[Coordinate labeling data]
---*---
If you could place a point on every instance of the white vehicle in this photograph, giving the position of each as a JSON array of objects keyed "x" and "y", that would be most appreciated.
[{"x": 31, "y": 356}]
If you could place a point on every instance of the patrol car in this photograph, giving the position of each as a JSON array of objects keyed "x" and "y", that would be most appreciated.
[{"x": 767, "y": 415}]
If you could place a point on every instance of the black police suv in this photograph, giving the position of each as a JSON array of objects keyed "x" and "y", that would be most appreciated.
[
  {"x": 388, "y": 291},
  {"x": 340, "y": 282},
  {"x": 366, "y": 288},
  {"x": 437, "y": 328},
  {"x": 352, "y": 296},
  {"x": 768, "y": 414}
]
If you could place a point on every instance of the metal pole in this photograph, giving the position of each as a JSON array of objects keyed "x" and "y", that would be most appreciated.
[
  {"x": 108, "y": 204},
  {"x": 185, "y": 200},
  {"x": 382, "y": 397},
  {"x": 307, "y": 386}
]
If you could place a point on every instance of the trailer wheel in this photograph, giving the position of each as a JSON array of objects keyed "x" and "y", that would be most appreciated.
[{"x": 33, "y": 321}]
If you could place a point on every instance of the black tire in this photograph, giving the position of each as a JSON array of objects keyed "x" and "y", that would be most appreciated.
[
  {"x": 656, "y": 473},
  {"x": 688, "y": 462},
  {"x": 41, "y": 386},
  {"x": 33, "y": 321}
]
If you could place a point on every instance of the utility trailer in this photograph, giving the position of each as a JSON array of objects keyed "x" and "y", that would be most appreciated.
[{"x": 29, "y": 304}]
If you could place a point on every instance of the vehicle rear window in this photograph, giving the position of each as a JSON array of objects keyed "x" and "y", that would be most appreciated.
---*---
Work required:
From the listing above, extract every line exactly as it stands.

Exercise response:
If you could place a point on every instance of the white vehicle in this photograph, giving the position of each as a JSON array of objects keyed "x" and "y", that would be most appreciated.
[{"x": 31, "y": 356}]
If you could place a point on every instance of the patrol car in this photograph, giving the position of each as a JSON array of objects keyed "x" and "y", that would be most appreciated.
[{"x": 767, "y": 415}]
If you could place a point on every instance of the black police suv in this photograph, giving the position of each as a JSON array of objects keyed "x" and "y", that would be most appreciated.
[
  {"x": 388, "y": 291},
  {"x": 340, "y": 282},
  {"x": 366, "y": 288},
  {"x": 437, "y": 328},
  {"x": 352, "y": 296},
  {"x": 768, "y": 414}
]
If you could place a point on every instance of the metal pole in this photograph, giving the position of each as a JSON array of objects keyed "x" and "y", that would be most appreciated.
[
  {"x": 108, "y": 204},
  {"x": 185, "y": 200},
  {"x": 382, "y": 397},
  {"x": 307, "y": 386}
]
If you could place a point on every instance of the trailer wheel in this photograph, giving the position of each as a JSON array of objects keyed "x" and "y", that would be most appreciated.
[{"x": 33, "y": 321}]
If you could place a point on every instance of the black tire in this photograph, giving the position of each as a JSON array of objects keyed "x" and "y", that would be most appreciated.
[
  {"x": 656, "y": 473},
  {"x": 688, "y": 462},
  {"x": 41, "y": 386},
  {"x": 33, "y": 321}
]
If you could place a point on every instance of the utility trailer in this photograph, giving the position of each as a JSON array of objects keyed "x" and "y", that would be most appreciated.
[{"x": 29, "y": 304}]
If you could place a point on every instance of the vehicle rear window in this photograph, giving the position of each as a JSON array of objects keyed "x" and "y", that would be most appreciated.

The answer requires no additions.